■ **Challenge 1**:
In the account of the aunt's death below, who was the only person who knew the aunt's real age?
■ **Challenge 2**:
Continue the account of the aunt's funeral below from the point where it stops.

■ **Passage given**:
>>>

She was born in a country town, in a time when transport was by horse. That town is now just another suburb of greater Melbourne and the mourners catch planes to attend her funeral.

My aunt had one leg, acrylic hair, and suffered from dementia. In her day she was the toast of the town and led the local lads a merry dance. We never knew her real age, only the fishmonger’s wife was a party to that secret. You see they were old chums of the exact same age.

Now she is gone, released from the stranglehold of a deluded mind. And it is time to arrange the send-off that she would have wanted. She always did like a damned good funeral, with hymns too.

There are sparse few of us left now. Of course, there are the younger members of the family who have bred well. But Alma was the last of her family, the last to die of seven children. Of her generation only her brother’s wife Matilda remains and she is in her late eighties and hard of hearing. So the funereal task falls to my cousin and I and we do the best that we can.

<<<

■ **Entries from a dataset**:
>>>

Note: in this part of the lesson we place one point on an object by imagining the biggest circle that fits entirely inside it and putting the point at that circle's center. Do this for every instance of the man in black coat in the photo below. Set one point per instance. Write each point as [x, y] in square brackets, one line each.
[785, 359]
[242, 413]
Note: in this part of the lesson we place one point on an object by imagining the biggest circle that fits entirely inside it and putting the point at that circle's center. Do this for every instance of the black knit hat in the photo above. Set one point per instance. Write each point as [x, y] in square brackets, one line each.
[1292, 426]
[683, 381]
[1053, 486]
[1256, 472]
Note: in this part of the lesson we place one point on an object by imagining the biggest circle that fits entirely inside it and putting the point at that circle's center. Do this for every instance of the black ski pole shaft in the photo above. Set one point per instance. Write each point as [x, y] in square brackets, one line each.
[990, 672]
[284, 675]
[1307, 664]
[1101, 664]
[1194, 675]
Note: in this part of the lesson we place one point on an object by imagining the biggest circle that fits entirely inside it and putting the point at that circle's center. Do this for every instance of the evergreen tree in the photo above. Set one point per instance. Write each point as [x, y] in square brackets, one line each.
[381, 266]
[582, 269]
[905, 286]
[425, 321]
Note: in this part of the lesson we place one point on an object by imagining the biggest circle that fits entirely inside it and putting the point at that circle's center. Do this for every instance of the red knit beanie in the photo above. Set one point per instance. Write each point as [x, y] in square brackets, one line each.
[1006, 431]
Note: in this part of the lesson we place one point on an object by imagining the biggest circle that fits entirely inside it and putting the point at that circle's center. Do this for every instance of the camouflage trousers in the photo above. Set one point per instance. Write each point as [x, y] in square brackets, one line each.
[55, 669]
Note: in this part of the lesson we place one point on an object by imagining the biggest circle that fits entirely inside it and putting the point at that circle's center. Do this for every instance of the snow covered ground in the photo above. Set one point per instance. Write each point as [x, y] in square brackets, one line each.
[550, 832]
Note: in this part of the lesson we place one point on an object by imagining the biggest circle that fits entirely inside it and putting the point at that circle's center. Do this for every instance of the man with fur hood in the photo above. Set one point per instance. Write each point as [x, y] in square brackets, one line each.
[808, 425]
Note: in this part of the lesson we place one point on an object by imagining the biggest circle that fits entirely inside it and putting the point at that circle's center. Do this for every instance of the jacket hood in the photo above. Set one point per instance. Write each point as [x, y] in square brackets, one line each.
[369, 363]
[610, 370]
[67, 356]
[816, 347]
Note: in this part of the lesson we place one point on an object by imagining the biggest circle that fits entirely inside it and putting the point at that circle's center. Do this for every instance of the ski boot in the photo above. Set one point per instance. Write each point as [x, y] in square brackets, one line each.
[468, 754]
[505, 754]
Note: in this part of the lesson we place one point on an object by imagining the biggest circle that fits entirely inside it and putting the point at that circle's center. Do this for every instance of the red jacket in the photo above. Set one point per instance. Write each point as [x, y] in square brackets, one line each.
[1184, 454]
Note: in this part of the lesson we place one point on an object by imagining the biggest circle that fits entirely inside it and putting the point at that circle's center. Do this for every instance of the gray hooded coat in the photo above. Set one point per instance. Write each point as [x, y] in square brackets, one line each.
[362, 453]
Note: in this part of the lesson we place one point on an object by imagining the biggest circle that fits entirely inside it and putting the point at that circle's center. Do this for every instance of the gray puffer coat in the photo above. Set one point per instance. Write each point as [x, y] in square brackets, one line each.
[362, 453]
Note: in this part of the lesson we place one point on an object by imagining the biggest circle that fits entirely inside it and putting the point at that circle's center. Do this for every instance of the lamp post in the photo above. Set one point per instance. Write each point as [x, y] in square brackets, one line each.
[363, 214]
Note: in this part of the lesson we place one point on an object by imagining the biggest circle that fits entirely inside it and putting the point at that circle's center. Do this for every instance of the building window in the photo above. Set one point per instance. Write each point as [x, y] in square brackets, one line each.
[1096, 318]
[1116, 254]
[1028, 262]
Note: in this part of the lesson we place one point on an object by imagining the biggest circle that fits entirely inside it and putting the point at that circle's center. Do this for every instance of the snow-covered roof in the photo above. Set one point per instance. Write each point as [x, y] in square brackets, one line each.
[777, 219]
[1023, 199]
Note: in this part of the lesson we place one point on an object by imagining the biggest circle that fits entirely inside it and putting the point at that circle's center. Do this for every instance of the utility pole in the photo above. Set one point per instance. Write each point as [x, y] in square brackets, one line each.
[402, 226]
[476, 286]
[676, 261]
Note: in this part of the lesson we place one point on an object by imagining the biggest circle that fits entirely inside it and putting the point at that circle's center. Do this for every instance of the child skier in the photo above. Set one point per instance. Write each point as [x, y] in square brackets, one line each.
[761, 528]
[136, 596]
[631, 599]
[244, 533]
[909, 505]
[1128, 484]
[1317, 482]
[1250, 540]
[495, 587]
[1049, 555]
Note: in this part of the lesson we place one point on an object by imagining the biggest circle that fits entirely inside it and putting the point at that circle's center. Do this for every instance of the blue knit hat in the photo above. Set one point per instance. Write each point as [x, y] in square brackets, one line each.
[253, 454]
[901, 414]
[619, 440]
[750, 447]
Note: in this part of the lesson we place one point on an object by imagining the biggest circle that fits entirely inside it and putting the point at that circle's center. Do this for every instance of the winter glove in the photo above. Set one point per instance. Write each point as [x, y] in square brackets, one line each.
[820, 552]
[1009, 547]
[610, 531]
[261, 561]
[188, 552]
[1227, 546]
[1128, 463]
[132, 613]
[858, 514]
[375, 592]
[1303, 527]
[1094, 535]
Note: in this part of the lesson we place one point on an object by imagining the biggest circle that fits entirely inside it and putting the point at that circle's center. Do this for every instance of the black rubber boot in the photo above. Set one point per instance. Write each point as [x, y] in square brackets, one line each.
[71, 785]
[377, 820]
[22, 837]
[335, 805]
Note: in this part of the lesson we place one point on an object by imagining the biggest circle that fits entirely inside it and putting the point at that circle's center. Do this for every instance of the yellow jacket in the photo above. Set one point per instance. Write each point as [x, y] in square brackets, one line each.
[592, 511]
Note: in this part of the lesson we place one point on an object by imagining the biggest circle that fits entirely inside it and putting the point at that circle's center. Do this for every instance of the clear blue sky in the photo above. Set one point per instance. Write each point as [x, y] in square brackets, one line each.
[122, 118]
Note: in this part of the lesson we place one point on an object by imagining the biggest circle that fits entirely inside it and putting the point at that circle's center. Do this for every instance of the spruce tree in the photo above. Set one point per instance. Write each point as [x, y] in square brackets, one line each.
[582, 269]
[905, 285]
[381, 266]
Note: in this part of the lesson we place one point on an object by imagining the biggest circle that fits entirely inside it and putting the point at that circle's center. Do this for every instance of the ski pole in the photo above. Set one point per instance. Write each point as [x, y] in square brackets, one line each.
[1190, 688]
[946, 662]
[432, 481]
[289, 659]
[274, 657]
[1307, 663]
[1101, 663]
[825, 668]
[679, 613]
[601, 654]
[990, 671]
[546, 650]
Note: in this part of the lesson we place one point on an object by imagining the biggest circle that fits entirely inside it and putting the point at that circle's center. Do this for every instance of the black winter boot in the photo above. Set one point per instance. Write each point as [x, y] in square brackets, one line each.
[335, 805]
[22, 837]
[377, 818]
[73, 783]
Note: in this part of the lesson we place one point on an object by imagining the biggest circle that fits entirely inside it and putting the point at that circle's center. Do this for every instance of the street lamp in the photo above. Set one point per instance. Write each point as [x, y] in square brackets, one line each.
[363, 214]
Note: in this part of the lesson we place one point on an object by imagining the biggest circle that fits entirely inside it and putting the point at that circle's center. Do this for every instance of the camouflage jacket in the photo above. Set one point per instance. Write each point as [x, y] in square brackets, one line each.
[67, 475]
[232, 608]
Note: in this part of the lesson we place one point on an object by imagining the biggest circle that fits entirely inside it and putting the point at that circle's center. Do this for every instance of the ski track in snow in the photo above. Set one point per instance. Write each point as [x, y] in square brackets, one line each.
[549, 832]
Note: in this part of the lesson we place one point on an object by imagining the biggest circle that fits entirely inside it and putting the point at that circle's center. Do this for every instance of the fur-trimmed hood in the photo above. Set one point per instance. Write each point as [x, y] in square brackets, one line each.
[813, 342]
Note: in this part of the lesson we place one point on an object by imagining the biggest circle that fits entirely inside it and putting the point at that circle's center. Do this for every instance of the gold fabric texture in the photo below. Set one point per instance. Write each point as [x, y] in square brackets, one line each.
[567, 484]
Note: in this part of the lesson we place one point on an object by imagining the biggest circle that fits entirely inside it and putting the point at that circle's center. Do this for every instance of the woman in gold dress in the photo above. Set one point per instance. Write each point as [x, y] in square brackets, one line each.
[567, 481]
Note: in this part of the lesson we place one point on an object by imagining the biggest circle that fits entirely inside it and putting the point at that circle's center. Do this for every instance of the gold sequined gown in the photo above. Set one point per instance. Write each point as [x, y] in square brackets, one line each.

<<<

■ **Task response 1**:
The fishmonger's wife.

■ **Task response 2**:
The undertaker, a local bloke, has been hovering like a hungry buzzard for years. Alma always said that she felt like he was always sizing her up at funerals. So he’s ‘in like Flynn’ and ready to do the deed. The minister is a different kettle of fish. For some unknown reason, our family funerals are always held at the Anglican Church even though the family are all staunch atheists and frankly couldn’t give a toss about religion. So the church is booked tentatively as the minister is mumbling something about having the carpets cleaned. After four days he suggests a different date because he is meant to be “doing” a funeral in Fawkner. “The lying bastard” shouts Matilda “that’s not good enough”. Eventually, my cousin finds a ‘locum’ minister to fill the breech. Is that what they call stand-in ministers? Locums?

The footy club is chosen for the wake (though none of us were footy players either) and Matilda is adamant that the food is to be better than the last funeral that she attended. “You tell them I want a decent sandwich and party pies and sausage rolls. Not fuckin’ pita bread with shit on top!” She tells my cousin Albert.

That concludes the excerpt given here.